■ **AIM 1**: In the rows, swap "single marker" for "single dot" in the stretch from the line containing "Exercise. Point out each instance of the long leg" through the end of the rows, and change nothing else. Give back only that stretch, without the pictures.

# My 100$ Craftsman adventure



## patthesoundguy (Jan 5, 2016)

Almost three years ago I decided to give myself a challenge... How cheap could I buy a snowblower in September and make it run and do the job. Found a 1982 Craftsman and had it running tip top with new belts, a spare carb kit, a points cleaning and a spring! Used it almost two winters and it rocked! Until last Feb.where it thew the rod! You can see the beast ready to do battle on the carry rack last winter. Well I do have a entire spare machine of the same model and year to swap the motor from but I wanted a new machine. All hope wasn't lost for this blower. I got a new Honda clone 6.5hp motor for 150$ tax in at Princess auto. It bolted on perfectly! Man I love how this machine works now! Starts on the first pull every time blows snow like crazy! Here is my YouTube video about the swap https://youtu.be/hy6xo_owyPU hard to believe I'm still not over $300 yet for the whole thing. Hard to to buy a used machine that works this good for $300


----------



## patthesoundguy (Jan 5, 2016)

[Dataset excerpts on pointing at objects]
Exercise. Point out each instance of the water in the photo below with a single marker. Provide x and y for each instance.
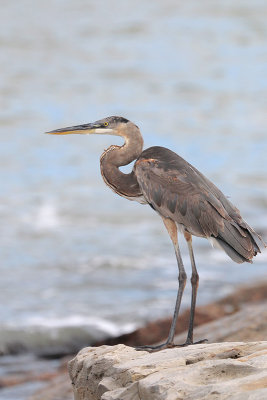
(78, 262)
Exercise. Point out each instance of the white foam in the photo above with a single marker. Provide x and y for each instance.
(46, 217)
(75, 321)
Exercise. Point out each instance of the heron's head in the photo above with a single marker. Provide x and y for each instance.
(110, 126)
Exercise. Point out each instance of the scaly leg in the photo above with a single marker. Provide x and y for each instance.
(172, 230)
(194, 283)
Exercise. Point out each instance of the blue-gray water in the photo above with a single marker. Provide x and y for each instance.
(76, 259)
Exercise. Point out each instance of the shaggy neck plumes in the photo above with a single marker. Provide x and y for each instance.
(117, 156)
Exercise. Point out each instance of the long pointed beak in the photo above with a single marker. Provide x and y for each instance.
(81, 129)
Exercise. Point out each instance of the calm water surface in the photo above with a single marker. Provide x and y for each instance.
(77, 261)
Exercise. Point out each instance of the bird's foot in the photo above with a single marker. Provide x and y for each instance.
(189, 342)
(166, 345)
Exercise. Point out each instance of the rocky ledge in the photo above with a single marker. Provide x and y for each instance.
(232, 370)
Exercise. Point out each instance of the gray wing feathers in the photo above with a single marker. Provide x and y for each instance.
(183, 194)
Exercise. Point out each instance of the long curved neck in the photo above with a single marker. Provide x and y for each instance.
(117, 156)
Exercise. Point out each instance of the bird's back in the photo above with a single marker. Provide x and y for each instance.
(177, 190)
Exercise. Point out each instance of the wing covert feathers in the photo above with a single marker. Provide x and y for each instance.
(177, 190)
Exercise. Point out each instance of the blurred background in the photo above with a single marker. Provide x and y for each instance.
(78, 262)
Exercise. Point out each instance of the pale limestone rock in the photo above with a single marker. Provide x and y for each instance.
(247, 325)
(218, 371)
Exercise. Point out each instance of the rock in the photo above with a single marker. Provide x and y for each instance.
(249, 324)
(235, 371)
(158, 330)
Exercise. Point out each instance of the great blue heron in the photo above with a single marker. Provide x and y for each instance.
(184, 198)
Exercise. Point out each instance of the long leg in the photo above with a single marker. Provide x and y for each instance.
(194, 283)
(172, 230)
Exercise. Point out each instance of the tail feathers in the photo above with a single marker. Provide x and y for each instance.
(241, 244)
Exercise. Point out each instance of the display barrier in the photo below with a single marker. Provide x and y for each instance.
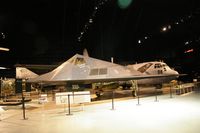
(75, 97)
(184, 88)
(43, 98)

■ **AIM 2**: From the snowblower post, list the things that got the 1982 Craftsman running before the engine swap.

■ **COMPLETE OUTPUT 1**:
Exercise. Point out each instance of the long leg in the photo above with a single dot. Provide x and y for each instance.
(194, 283)
(172, 230)
Exercise. Point out each instance of the tail feathers in the photo above with a single dot. Provide x and y for each instance.
(241, 244)
Exercise. Point out each instance of the display barrier in the photo below with a single dot. Provide x and y for each instance.
(75, 97)
(184, 88)
(43, 98)

■ **COMPLETE OUTPUT 2**:
new belts
a spare carb kit
a points cleaning
a spring